== LISTED RECORDS ==

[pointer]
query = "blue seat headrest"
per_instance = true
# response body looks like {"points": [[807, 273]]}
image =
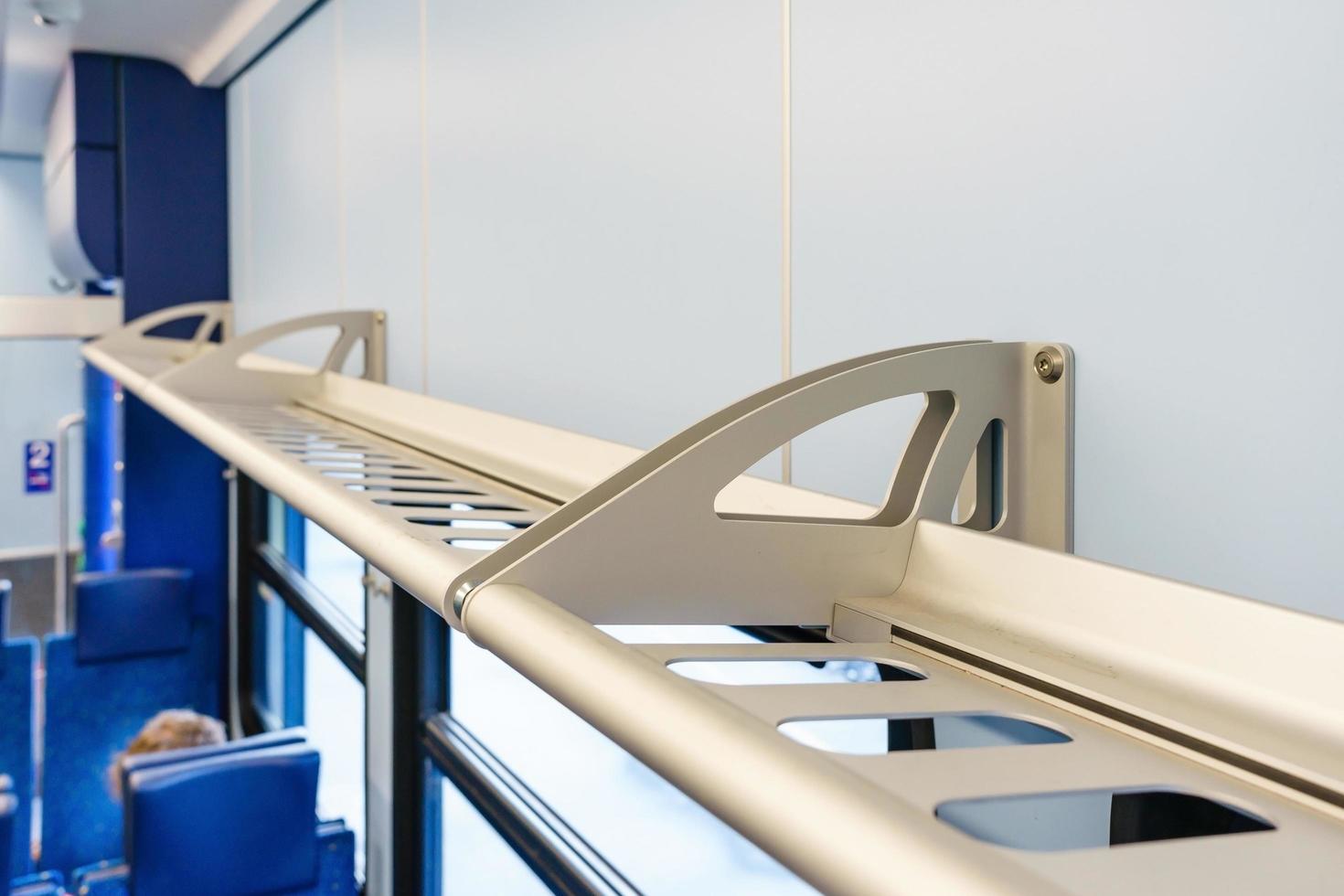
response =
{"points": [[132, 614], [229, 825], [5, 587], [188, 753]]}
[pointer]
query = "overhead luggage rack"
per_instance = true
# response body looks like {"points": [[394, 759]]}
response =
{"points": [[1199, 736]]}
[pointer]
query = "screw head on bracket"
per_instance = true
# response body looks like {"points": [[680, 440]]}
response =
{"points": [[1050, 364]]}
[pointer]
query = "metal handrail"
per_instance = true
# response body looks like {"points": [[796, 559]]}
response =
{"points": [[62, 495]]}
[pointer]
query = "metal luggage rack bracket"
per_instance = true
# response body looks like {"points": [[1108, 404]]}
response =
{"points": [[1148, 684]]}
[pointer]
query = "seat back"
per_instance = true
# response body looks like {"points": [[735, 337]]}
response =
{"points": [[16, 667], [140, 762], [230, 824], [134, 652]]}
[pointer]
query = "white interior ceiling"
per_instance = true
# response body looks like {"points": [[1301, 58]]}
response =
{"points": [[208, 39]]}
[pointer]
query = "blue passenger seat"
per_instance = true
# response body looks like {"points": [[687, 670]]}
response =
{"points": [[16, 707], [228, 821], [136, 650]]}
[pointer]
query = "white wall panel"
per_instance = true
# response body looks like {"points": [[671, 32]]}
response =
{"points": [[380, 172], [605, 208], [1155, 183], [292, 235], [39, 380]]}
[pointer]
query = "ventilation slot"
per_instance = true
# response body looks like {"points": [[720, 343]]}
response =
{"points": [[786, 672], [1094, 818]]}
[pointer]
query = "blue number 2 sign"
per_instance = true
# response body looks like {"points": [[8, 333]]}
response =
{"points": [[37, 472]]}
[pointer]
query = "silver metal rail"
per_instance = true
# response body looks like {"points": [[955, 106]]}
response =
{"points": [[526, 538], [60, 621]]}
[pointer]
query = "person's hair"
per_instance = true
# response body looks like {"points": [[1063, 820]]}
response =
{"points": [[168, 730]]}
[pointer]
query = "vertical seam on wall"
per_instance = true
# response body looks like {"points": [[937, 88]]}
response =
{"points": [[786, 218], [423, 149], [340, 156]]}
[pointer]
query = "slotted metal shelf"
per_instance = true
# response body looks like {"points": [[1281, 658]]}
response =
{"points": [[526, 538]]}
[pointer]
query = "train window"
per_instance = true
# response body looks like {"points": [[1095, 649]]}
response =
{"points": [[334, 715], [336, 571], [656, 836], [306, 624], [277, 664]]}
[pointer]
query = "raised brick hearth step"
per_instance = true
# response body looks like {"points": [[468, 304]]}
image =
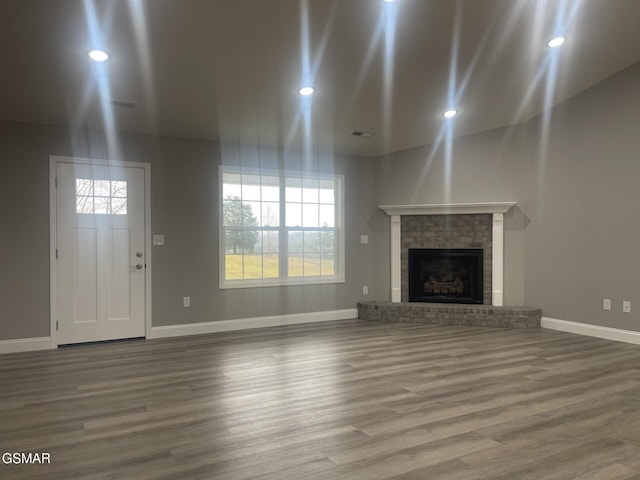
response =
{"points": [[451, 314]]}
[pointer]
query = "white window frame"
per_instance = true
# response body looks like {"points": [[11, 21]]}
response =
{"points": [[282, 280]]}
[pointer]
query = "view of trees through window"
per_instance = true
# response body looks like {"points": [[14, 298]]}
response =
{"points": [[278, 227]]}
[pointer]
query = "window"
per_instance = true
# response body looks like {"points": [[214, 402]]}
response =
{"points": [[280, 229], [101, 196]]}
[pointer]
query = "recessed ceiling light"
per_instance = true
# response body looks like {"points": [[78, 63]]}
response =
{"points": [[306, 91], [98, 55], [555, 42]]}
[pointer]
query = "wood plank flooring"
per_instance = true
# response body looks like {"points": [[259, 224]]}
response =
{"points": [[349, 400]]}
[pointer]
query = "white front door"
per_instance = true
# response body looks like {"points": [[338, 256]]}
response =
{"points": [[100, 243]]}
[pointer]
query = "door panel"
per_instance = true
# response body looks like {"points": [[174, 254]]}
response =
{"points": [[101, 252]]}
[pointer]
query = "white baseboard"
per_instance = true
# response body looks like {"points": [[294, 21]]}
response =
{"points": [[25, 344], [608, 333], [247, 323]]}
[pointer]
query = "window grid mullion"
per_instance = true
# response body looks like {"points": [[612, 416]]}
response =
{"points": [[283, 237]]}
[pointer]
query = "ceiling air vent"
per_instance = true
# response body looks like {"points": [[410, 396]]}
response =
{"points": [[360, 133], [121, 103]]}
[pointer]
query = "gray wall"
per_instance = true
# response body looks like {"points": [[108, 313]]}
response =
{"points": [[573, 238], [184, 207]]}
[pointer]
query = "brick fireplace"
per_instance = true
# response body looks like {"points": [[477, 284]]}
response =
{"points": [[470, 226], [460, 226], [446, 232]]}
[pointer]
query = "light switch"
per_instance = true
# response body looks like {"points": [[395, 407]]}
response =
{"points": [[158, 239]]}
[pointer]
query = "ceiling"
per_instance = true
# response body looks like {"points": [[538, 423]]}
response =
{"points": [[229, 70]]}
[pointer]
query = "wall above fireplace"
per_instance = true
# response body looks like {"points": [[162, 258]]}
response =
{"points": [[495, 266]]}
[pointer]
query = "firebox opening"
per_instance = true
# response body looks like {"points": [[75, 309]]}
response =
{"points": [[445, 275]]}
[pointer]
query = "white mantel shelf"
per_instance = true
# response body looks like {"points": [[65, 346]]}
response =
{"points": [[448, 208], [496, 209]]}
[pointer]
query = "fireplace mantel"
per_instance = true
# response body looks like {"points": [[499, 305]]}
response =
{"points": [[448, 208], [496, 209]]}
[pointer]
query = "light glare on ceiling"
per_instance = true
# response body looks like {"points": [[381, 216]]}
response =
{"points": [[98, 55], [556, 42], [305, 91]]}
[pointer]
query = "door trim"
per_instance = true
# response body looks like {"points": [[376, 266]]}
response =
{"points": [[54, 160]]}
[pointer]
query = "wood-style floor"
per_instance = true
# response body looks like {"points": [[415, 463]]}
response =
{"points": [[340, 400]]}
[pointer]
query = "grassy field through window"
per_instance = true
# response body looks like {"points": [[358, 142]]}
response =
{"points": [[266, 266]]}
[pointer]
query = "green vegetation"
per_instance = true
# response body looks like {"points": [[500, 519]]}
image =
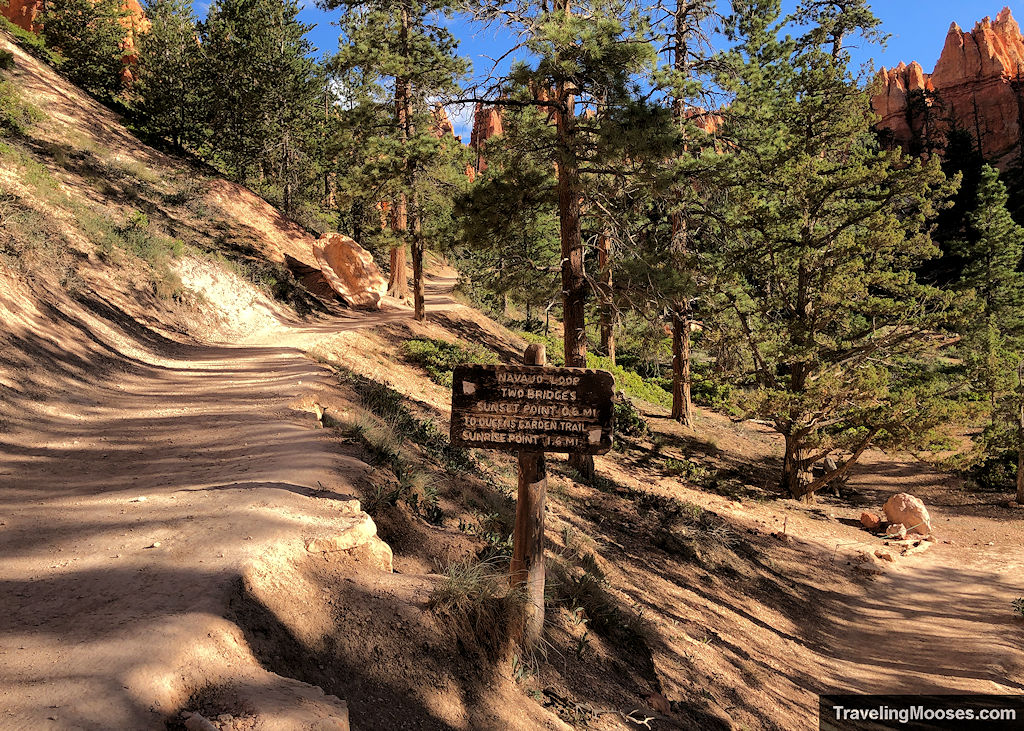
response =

== GOAL ==
An exact transcription of all the entries is required, without the pictures.

== SOLUTION FOR THIS EXERCISE ==
[pointer]
query = "blue seat headrest"
per_instance = true
# response body looks like {"points": [[807, 273]]}
image =
response =
{"points": [[132, 614], [229, 825], [5, 587], [188, 753]]}
[pointer]
query = "overhead luggage rack"
per_instance = true
# response body looks like {"points": [[394, 759]]}
response =
{"points": [[1199, 736]]}
[pointer]
query = "screw head on bracket"
per_instance = true
# response body looks like {"points": [[680, 440]]}
response =
{"points": [[1050, 364]]}
[pointer]
query = "metal handrail"
per_instance = true
# response body looks like {"points": [[796, 559]]}
response =
{"points": [[62, 495]]}
[pointer]
query = "metal luggage rack bracket"
per_instance = true
# response body looks like {"points": [[1108, 404]]}
response =
{"points": [[1148, 684]]}
[pointer]
query = "seat back"
per_instance = true
# response body looks like {"points": [[735, 337]]}
response =
{"points": [[16, 667], [140, 762], [230, 824], [134, 652]]}
[pointer]
query = "white interior ceiling"
per_instance = true
# response body looks like {"points": [[1301, 58]]}
response =
{"points": [[208, 39]]}
[pointer]
query = "blue passenger seat"
per_instance = true
# response body looks like {"points": [[687, 670]]}
response =
{"points": [[16, 707], [228, 821], [136, 650]]}
[pointer]
query = "white wall panel"
per_instance = true
# response body looks like {"points": [[671, 32]]}
response =
{"points": [[380, 172], [605, 208], [1155, 183], [292, 235], [39, 380]]}
[pointer]
query = "ventilation slot"
per_instance = true
# response body looks like {"points": [[720, 343]]}
response =
{"points": [[786, 672], [1094, 818]]}
[pointer]
query = "blue number 2 sign"
per_instance = true
# response body looks like {"points": [[8, 333]]}
response =
{"points": [[37, 472]]}
[pointer]
query = "silver metal rail"
per_instance = true
# response body looks like {"points": [[955, 106]]}
response =
{"points": [[526, 538], [60, 621]]}
[pointer]
query = "person's hair"
per_instance = true
# response body looks like {"points": [[1063, 820]]}
response =
{"points": [[168, 730]]}
[pointer]
query = "vertical seam on wall"
per_instance = true
# response body looks like {"points": [[937, 88]]}
response =
{"points": [[786, 218], [423, 149], [340, 156]]}
[pointer]
query = "slotted metal shelf"
per_instance = true
# response body looks like {"points": [[1281, 658]]}
response =
{"points": [[526, 538]]}
[pointer]
query = "train window"
per_instance = true
# response body looks like {"points": [[1095, 649]]}
response =
{"points": [[334, 715], [336, 571], [656, 836], [306, 624], [277, 664]]}
[pointer]
query = "raised brick hearth step"
per_instance = true
# response body looks like {"points": [[468, 304]]}
image =
response =
{"points": [[451, 314]]}
[pointer]
query = "white window frame"
per_instance = true
# response body looks like {"points": [[11, 21]]}
response =
{"points": [[282, 280]]}
[pointer]
query = "view of trees through window"
per_instance = true
# response body looks like {"points": [[14, 298]]}
response =
{"points": [[278, 227]]}
[pointer]
query = "window"
per_instance = true
# response body looks like {"points": [[214, 402]]}
response =
{"points": [[280, 229], [101, 196]]}
[pointer]
query = "recessed ceiling light"
per_instance = true
# response body looks like {"points": [[78, 63]]}
response =
{"points": [[306, 91], [98, 55], [555, 42]]}
[pointer]
query = "wood plank flooring"
per_instance = true
# response body looks like {"points": [[259, 224]]}
response =
{"points": [[349, 400]]}
[pointer]
query = "white front door"
per_instance = true
# response body looks like {"points": [[338, 256]]}
response =
{"points": [[100, 243]]}
[pointer]
query = "door panel"
per_instance = true
# response body looks like {"points": [[174, 254]]}
response =
{"points": [[101, 252]]}
[pointer]
query = "white baseboard"
per_instance = true
# response body looks like {"points": [[294, 21]]}
response =
{"points": [[25, 344], [608, 333], [247, 323]]}
[pointer]
query = "window grid mullion"
per_instance = true
# response body looks like {"points": [[612, 416]]}
response =
{"points": [[283, 237]]}
[pointer]
query = "ceiling air vent"
per_instance = true
# response body looks like {"points": [[410, 396]]}
response =
{"points": [[360, 133], [121, 103]]}
[pointer]
query = "gray wall"
per_instance = true
# response body looks like {"points": [[108, 313]]}
response =
{"points": [[573, 238], [184, 207]]}
[pointer]
query = "brick fireplace"
per_instance = true
# response body looks like {"points": [[477, 284]]}
response =
{"points": [[470, 226], [460, 226], [446, 232]]}
[pointer]
query = "light switch"
per_instance = true
# response body looks like {"points": [[395, 407]]}
response =
{"points": [[158, 239]]}
[pointer]
query = "ceiling"
per_instance = true
# response body looks like {"points": [[538, 423]]}
response =
{"points": [[229, 70]]}
[pointer]
query = "wall above fireplace"
per_instance = true
# response body looks like {"points": [[162, 258]]}
response =
{"points": [[495, 266]]}
[pointer]
query = "firebox opening"
per_instance = true
# response body looks like {"points": [[75, 309]]}
response =
{"points": [[445, 275]]}
[pointer]
query = "white mantel shelf"
per_instance = true
# response body looks like {"points": [[65, 346]]}
response =
{"points": [[448, 208], [496, 209]]}
[pointer]
query = "fireplace mantel"
per_instance = true
# response body looks like {"points": [[499, 305]]}
response =
{"points": [[448, 208], [496, 209]]}
[pointer]
query = "light glare on ceiling"
per_instance = true
# response body looks like {"points": [[381, 216]]}
response =
{"points": [[98, 55], [556, 42], [305, 91]]}
[pointer]
query = "door trim"
per_instance = true
# response body looks like {"points": [[376, 266]]}
response =
{"points": [[54, 160]]}
[pointer]
query = "wood-style floor"
per_instance = true
# response body looks like {"points": [[415, 463]]}
response =
{"points": [[340, 400]]}
[pointer]
query = "grassy field through window"
per_instance = true
# response body looks like {"points": [[358, 142]]}
response =
{"points": [[266, 266]]}
[pointer]
query = "green vegetation"
per_instance = true
# response body looks like {"points": [[500, 519]]}
image =
response =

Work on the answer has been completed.